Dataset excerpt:
————

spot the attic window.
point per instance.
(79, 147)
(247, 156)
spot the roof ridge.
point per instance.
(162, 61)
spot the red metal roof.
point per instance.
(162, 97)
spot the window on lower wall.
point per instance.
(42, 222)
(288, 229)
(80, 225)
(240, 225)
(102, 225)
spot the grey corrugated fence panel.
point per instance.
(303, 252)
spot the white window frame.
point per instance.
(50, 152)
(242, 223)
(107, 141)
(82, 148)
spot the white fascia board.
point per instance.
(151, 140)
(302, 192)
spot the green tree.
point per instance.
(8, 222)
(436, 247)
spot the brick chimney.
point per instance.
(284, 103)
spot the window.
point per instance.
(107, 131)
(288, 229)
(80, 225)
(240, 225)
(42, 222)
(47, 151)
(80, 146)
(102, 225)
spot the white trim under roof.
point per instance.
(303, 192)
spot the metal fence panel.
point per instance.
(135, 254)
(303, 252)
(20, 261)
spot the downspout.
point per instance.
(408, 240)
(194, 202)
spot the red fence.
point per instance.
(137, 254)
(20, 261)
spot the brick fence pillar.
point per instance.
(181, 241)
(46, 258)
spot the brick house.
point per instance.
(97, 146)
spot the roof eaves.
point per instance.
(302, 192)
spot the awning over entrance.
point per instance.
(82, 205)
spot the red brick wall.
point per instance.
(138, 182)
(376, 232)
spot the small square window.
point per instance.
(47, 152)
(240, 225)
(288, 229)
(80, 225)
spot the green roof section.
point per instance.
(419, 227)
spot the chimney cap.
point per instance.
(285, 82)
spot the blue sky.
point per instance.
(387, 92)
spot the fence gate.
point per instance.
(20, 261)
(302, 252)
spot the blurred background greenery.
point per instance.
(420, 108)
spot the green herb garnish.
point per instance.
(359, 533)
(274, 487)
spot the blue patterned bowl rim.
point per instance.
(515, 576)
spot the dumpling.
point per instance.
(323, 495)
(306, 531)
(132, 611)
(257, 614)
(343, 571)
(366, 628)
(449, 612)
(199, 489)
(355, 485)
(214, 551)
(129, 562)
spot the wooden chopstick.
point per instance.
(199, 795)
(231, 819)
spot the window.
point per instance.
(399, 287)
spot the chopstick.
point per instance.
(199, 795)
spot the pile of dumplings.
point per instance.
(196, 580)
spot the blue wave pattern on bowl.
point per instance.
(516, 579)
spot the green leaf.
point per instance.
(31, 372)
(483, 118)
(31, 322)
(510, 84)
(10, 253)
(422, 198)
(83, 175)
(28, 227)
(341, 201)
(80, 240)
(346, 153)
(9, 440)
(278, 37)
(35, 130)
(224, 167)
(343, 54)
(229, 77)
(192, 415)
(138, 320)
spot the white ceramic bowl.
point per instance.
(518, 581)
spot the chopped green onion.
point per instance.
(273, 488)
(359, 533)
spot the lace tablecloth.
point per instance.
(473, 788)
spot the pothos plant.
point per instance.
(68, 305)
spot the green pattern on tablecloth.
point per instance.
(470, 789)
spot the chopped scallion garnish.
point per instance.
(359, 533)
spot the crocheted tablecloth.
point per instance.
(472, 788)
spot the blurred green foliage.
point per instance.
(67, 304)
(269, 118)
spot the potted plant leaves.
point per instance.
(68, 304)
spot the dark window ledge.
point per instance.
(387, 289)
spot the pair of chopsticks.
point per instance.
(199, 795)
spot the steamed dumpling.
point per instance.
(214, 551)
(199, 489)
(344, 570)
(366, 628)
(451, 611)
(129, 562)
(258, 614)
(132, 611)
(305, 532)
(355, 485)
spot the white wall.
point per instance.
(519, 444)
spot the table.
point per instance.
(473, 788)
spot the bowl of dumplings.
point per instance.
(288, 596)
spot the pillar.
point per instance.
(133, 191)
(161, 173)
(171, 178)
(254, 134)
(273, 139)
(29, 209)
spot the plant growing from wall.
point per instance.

————

Your task is to extract the lines running from the one with "spot the chopstick." to the end of the material, inclusive, copying each exactly and adding nothing.

spot the chopstick.
point per instance.
(199, 795)
spot the pile of dumplings.
point per instance.
(196, 580)
spot the blue wave pattern on bowl.
point per instance.
(516, 579)
spot the green leaf.
point per instance.
(31, 372)
(483, 118)
(31, 322)
(510, 84)
(10, 253)
(422, 198)
(83, 175)
(28, 227)
(341, 201)
(80, 240)
(346, 153)
(9, 440)
(278, 37)
(35, 130)
(224, 167)
(343, 54)
(229, 77)
(192, 415)
(138, 320)
spot the white ceramic bowl.
point per instance.
(518, 581)
spot the chopped green onion.
point per instance.
(273, 488)
(359, 533)
spot the lace tablecloth.
point per instance.
(473, 788)
spot the pothos plant.
point per instance.
(68, 305)
spot the green pattern on tablecloth.
point per instance.
(470, 789)
spot the chopped scallion garnish.
point per instance.
(359, 533)
spot the crocheted tablecloth.
point per instance.
(472, 788)
spot the blurred green foliage.
point per instance.
(67, 304)
(269, 118)
spot the potted plant leaves.
point per instance.
(68, 304)
spot the dark window ledge.
point per instance.
(387, 289)
spot the pair of chopsticks.
point per instance.
(199, 795)
spot the steamed dumpling.
point per instance.
(214, 551)
(199, 489)
(344, 570)
(366, 628)
(451, 611)
(129, 562)
(258, 614)
(132, 611)
(305, 532)
(355, 485)
spot the white wall.
point per instance.
(519, 444)
spot the table.
point per instance.
(473, 788)
spot the bowl of dumplings.
point per instance.
(288, 596)
spot the pillar.
point per instance.
(133, 191)
(161, 173)
(171, 178)
(254, 134)
(273, 139)
(29, 209)
spot the plant growing from wall.
point per instance.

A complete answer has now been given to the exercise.